REQUIRED WORK: Set down nothing but the lines from the one containing "black ski tight" to the final line of the material, exactly as written, and drop the pictures.

EXTRACTED DATA:
---+---
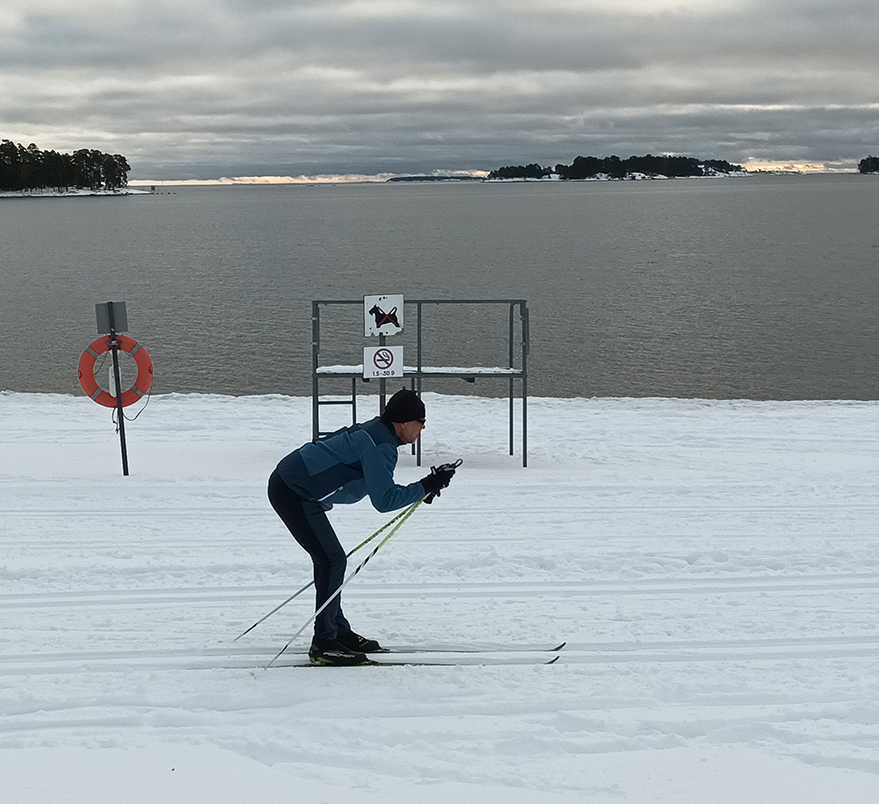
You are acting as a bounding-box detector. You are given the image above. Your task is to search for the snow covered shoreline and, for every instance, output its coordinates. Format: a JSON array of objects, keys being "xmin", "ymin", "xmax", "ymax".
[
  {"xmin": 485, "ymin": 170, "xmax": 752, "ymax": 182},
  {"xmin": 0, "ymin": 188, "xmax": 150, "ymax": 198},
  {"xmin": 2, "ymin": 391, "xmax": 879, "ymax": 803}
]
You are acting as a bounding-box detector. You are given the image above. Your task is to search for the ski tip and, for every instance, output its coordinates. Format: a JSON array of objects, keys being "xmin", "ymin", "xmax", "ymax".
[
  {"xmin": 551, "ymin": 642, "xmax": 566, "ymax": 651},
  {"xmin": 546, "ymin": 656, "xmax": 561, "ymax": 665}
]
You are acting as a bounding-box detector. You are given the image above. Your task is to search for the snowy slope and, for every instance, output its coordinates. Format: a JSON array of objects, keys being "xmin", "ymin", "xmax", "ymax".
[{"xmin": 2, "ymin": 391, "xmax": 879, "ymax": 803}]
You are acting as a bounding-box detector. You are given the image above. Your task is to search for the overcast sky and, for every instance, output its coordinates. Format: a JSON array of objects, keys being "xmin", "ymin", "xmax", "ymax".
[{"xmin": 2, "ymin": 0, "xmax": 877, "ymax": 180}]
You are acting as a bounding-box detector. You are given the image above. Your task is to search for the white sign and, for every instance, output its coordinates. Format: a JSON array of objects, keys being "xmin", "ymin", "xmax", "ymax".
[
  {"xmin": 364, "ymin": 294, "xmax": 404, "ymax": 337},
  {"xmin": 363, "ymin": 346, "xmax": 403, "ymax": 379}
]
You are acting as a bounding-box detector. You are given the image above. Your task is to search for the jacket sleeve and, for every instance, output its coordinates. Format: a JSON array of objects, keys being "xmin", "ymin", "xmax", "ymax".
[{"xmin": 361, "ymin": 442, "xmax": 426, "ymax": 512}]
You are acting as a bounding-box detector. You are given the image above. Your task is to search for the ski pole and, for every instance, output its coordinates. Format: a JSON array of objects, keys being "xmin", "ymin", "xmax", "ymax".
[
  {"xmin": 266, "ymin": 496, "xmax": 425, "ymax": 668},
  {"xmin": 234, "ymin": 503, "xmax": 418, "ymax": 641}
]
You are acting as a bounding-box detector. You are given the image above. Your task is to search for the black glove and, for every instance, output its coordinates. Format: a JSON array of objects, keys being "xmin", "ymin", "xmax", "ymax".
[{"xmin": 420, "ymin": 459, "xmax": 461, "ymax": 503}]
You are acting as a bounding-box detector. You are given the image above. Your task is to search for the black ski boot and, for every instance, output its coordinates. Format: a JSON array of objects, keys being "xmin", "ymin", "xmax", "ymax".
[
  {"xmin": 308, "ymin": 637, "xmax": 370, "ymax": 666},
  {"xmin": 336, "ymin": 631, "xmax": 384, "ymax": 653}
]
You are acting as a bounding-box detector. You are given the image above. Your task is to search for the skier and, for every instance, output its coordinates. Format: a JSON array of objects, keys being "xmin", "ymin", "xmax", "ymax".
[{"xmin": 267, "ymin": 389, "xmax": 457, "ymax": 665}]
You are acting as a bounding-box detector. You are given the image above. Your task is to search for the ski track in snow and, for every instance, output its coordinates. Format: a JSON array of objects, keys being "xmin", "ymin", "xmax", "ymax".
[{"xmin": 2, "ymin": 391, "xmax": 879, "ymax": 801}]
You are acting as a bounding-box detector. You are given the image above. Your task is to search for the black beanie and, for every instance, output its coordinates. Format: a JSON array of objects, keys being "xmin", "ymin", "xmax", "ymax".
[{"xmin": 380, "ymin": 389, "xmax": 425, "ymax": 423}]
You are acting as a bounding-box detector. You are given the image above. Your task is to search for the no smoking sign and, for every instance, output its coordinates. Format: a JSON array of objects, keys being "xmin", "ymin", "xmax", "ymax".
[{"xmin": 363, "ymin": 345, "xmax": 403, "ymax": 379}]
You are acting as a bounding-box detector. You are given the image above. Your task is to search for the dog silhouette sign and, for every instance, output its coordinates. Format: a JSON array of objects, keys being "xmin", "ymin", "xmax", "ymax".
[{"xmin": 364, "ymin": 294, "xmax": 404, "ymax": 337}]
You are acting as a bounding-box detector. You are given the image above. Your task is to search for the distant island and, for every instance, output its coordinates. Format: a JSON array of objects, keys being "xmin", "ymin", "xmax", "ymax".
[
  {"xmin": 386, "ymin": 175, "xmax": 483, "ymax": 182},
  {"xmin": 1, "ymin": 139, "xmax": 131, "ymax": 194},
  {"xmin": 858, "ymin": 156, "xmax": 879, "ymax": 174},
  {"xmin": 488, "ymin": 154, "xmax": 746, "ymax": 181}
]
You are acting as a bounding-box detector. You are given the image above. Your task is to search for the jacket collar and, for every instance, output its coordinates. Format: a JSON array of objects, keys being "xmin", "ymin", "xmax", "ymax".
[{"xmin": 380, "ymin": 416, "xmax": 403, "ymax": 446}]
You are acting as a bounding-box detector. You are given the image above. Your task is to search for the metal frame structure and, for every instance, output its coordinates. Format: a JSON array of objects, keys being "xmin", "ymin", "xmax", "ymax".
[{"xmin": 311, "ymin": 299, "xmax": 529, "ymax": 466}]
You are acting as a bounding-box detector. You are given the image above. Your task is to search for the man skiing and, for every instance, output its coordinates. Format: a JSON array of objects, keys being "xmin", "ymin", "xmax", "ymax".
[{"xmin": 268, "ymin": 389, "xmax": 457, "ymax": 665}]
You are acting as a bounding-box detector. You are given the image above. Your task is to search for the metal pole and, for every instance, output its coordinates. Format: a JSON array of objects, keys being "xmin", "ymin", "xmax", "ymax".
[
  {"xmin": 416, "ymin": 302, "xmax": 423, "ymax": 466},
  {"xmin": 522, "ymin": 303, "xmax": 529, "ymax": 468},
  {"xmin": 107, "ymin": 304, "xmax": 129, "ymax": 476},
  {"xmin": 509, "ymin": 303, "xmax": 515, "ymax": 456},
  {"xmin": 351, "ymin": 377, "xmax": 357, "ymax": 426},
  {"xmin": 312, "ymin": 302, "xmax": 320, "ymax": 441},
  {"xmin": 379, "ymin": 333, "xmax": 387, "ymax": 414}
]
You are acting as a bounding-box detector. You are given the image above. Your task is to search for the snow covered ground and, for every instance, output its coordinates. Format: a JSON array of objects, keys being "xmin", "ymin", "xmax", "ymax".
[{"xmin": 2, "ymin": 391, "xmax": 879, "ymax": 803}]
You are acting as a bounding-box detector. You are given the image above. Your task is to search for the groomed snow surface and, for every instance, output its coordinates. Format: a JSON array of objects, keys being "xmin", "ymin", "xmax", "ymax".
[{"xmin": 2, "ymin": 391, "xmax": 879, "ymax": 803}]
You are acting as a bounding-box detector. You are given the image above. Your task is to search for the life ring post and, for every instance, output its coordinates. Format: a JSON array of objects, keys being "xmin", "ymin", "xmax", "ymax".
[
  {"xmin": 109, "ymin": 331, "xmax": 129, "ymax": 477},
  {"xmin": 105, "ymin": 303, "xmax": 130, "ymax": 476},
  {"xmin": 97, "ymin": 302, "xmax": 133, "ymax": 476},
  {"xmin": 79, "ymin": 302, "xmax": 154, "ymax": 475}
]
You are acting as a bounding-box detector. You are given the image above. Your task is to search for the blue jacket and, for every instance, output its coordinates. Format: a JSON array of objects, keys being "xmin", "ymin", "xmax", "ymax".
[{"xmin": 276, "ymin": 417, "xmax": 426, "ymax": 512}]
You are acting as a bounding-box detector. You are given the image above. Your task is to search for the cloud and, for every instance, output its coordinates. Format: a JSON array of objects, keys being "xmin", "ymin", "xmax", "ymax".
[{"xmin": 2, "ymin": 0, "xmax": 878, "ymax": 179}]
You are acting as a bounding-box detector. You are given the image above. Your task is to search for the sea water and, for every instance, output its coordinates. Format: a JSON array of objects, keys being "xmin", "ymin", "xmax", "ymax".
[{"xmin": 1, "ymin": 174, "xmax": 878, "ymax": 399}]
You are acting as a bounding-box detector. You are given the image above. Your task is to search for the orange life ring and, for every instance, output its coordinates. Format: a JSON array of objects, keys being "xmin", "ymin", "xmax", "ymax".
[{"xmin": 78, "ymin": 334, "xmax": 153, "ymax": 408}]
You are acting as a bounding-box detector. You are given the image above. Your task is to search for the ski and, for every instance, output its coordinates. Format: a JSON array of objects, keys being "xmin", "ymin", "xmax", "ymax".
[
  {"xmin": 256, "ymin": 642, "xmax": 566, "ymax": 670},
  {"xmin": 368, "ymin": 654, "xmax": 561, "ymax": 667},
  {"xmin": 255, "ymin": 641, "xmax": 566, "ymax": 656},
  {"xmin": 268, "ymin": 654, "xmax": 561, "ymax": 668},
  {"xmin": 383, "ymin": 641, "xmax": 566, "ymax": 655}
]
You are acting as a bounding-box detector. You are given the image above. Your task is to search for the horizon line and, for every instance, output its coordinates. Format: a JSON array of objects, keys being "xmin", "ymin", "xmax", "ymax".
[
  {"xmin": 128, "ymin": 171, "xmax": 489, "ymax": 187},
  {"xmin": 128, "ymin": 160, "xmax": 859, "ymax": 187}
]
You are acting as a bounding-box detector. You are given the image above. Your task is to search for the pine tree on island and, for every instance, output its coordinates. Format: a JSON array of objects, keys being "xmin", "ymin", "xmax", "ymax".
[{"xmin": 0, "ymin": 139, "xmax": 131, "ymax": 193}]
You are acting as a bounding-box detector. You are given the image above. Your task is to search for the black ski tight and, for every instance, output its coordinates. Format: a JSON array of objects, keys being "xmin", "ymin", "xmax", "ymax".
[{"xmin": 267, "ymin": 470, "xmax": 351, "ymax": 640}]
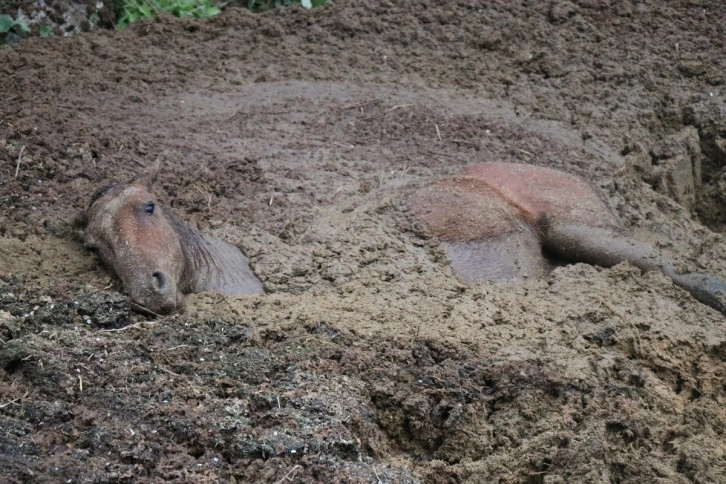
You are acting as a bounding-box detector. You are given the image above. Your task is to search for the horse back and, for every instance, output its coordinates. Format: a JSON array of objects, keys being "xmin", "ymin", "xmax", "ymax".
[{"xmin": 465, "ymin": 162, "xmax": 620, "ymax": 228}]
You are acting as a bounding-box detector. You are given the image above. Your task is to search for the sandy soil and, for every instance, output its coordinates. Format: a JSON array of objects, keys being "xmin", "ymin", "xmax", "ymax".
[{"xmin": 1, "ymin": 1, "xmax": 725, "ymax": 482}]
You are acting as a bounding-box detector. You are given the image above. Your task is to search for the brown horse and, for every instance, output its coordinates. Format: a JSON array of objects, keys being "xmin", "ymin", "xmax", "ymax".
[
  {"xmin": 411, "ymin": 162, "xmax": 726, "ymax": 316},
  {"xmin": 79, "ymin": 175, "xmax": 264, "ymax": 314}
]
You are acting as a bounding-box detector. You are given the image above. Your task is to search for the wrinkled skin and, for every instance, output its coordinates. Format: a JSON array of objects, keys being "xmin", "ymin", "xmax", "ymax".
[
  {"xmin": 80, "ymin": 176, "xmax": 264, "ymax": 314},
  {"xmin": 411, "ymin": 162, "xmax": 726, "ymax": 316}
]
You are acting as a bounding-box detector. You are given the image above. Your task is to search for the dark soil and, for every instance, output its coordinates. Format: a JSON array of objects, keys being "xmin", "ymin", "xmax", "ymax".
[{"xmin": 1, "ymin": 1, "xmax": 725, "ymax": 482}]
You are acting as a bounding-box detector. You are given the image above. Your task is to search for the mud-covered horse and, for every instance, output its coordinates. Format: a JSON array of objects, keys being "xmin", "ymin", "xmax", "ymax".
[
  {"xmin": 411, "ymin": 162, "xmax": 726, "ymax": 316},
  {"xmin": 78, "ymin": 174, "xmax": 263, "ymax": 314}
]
---+---
ANSWER TO THIS PROBLEM:
You are acting as a bounding-box detector. You are given the image above. Your task is to search for the black ski tight and, for every instance, output its coordinates. Format: a JSON array of objects, keys being "xmin", "ymin", "xmax", "ymax".
[{"xmin": 267, "ymin": 470, "xmax": 351, "ymax": 640}]
You are acting as a bounding-box detector. You are given the image above. Your task is to search for the horse back and, for every instance, output its coordinates. Format: a JSON array of objects, keys being "xmin", "ymin", "xmax", "ymax".
[{"xmin": 465, "ymin": 162, "xmax": 620, "ymax": 228}]
You are acting as a bounding-box detector. You are given the image above. Your task is to search for the sandy soil and, for every instance, output its coordinates. Format: a JSON array of objects, keys being "xmin", "ymin", "xmax", "ymax".
[{"xmin": 1, "ymin": 1, "xmax": 725, "ymax": 482}]
You are acting as a bounding-box detector. You are given the image above. Your task is to search for the brown horse and, for every instance, output its coordinates. Format: a JSON array of objects, keys being "xmin", "ymin", "xmax", "ymax".
[
  {"xmin": 411, "ymin": 162, "xmax": 726, "ymax": 316},
  {"xmin": 79, "ymin": 175, "xmax": 264, "ymax": 314}
]
You are acting as a bounding-box detector. You are given the image above. Your task is to search for the wrinkled skin and, for every instance, output its coordinates. Format: a JSON array of objects, keys being "xmin", "ymin", "xmax", "ymax".
[
  {"xmin": 80, "ymin": 176, "xmax": 264, "ymax": 314},
  {"xmin": 411, "ymin": 162, "xmax": 726, "ymax": 316}
]
You are acting as a bounding-box detector. You are given the image above. Your task is to search for the dark soil and, for every instance, output its coordinates. Format: a JSON array of objects, keys being "xmin", "ymin", "xmax", "ymax".
[{"xmin": 1, "ymin": 1, "xmax": 725, "ymax": 482}]
You are acting as a bounding-box detector. You are given the image above. Your task is to search for the mud-covered horse and, for every instance, output its coordinates. Format: a JSON array of objects, keys being "xmin", "ymin", "xmax", "ymax".
[
  {"xmin": 411, "ymin": 162, "xmax": 726, "ymax": 316},
  {"xmin": 78, "ymin": 174, "xmax": 263, "ymax": 314}
]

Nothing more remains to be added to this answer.